- _TASK OBJECTIVE_:
Please count the lines in the records below that contain the string "rough", and give only that number.

[[ EXTRACTED INFORMATION open ]]

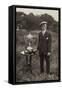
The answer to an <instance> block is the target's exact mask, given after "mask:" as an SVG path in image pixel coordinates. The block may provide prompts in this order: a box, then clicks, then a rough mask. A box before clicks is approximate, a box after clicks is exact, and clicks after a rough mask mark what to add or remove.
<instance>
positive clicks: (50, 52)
mask: <svg viewBox="0 0 62 90" xmlns="http://www.w3.org/2000/svg"><path fill="white" fill-rule="evenodd" d="M51 44H52V37H51V34H50V33H49V40H48V53H47V55H48V56H50V55H51Z"/></svg>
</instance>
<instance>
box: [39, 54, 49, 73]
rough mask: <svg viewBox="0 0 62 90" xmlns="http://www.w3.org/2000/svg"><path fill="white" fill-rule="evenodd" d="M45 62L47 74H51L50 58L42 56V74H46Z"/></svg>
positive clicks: (41, 55) (40, 66) (41, 68)
mask: <svg viewBox="0 0 62 90" xmlns="http://www.w3.org/2000/svg"><path fill="white" fill-rule="evenodd" d="M44 60H45V61H46V72H47V73H50V56H47V55H45V54H43V53H42V54H40V72H41V73H43V72H44Z"/></svg>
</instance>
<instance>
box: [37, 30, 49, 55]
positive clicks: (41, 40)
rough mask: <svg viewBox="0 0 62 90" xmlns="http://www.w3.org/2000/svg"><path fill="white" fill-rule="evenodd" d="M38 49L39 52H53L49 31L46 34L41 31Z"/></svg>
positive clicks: (38, 43)
mask: <svg viewBox="0 0 62 90" xmlns="http://www.w3.org/2000/svg"><path fill="white" fill-rule="evenodd" d="M38 50H39V54H41V53H44V54H47V53H48V52H50V53H51V34H50V33H49V32H48V31H46V32H45V34H44V36H43V35H42V32H40V33H39V41H38Z"/></svg>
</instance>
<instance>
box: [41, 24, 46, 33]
mask: <svg viewBox="0 0 62 90" xmlns="http://www.w3.org/2000/svg"><path fill="white" fill-rule="evenodd" d="M40 28H41V30H42V31H44V30H45V29H47V24H46V23H44V24H42V25H41V26H40Z"/></svg>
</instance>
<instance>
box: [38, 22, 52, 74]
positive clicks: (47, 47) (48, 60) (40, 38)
mask: <svg viewBox="0 0 62 90" xmlns="http://www.w3.org/2000/svg"><path fill="white" fill-rule="evenodd" d="M40 28H41V32H40V33H39V41H38V50H39V56H40V72H41V73H43V72H44V60H46V72H47V74H49V73H50V56H51V34H50V33H49V32H48V31H47V22H46V21H43V22H41V23H40Z"/></svg>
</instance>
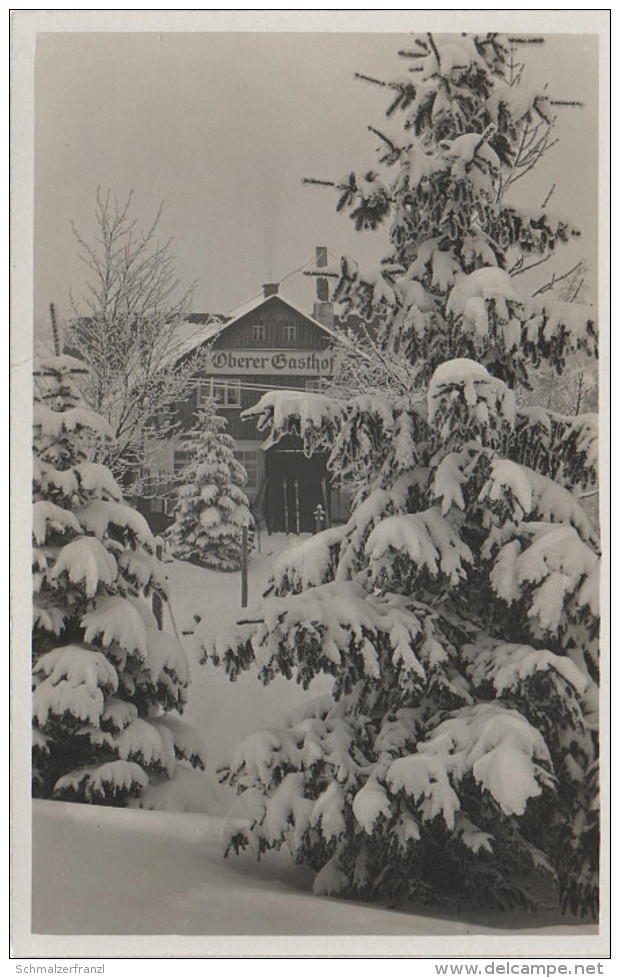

[[ EXTRACTED INFORMATION closed ]]

- _OUTPUT FOR THIS TASK_:
3